**Texte fourni:**
== == ==

L’un des grands défis contemporains de l’institution de l’École de la pensée linguistique haïtienne conforme à la Constitution de 1987 est de didactiser l’ensemble de ses interventions analytiques et pédagogiques, autrement dit de mettre la totalité de ses savoirs à la portée des non-linguistes et des locuteurs haïtiens dans différents domaines et sur plusieurs registres. Par exemple, dans l’élaboration d’un programme d’éducation civique, l’École de la pensée linguistique haïtienne, par l’apport d’un chantier de lexicographie, doit être en mesure de fournir aux enseignants le vocabulaire françaiscréole des droits humains tout en faisant le lien avec les sections de la Constitution de 1987 traitant des droits citoyens et avec la Déclaration universelle des droits linguistiques de 1996. Cet exigeant travail de didactisation des savoirs linguistiques et des pratiques pédagogiques renvoie, en ce qui a trait au créole, à la complexe problématique de la didactisation étudiée sous différents angles dans le livre collectif de référence « La didactisation du créole au cœur de l’aménagement linguistique en Haïti » (par Robert Berrouët-Oriol et al, Éditions Zémès et Éditions du Cidihca, 2021).

== == ==

**Données affichées:**
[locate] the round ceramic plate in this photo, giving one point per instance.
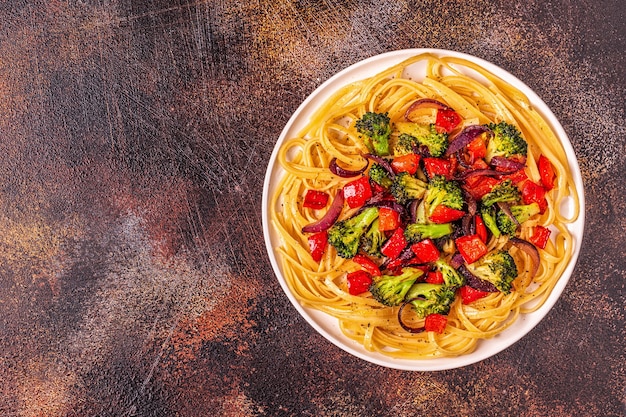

== == ==

**Consigne:** Résumez sous forme de liste le paragraphe du texte fourni qui commence par « L’un des grands défis », en gardant ses faits principaux. Les données affichées ne servent à rien dans ce travail.

**Votre réponse:**
- Un grand défi actuel de l’École de la pensée linguistique haïtienne, conforme à la Constitution de 1987, est de didactiser ses interventions analytiques et pédagogiques. Il s’agit de rendre tous ses savoirs accessibles aux non-linguistes et aux locuteurs haïtiens, dans divers domaines et sur plusieurs registres.
- Exemple : pour un programme d’éducation civique, l’École doit fournir aux enseignants le vocabulaire des droits humains grâce à un chantier de lexicographie. Ce vocabulaire doit être relié aux sections de la Constitution de 1987 sur les droits citoyens et à la Déclaration universelle des droits linguistiques de 1996.
- Pour le créole, ce travail renvoie à la problématique de la didactisation. Le livre collectif « La didactisation du créole au cœur de l’aménagement linguistique en Haïti » (Robert Berrouët-Oriol et al, Éditions Zémès et Éditions du Cidihca, 2021) l’étudie sous différents angles.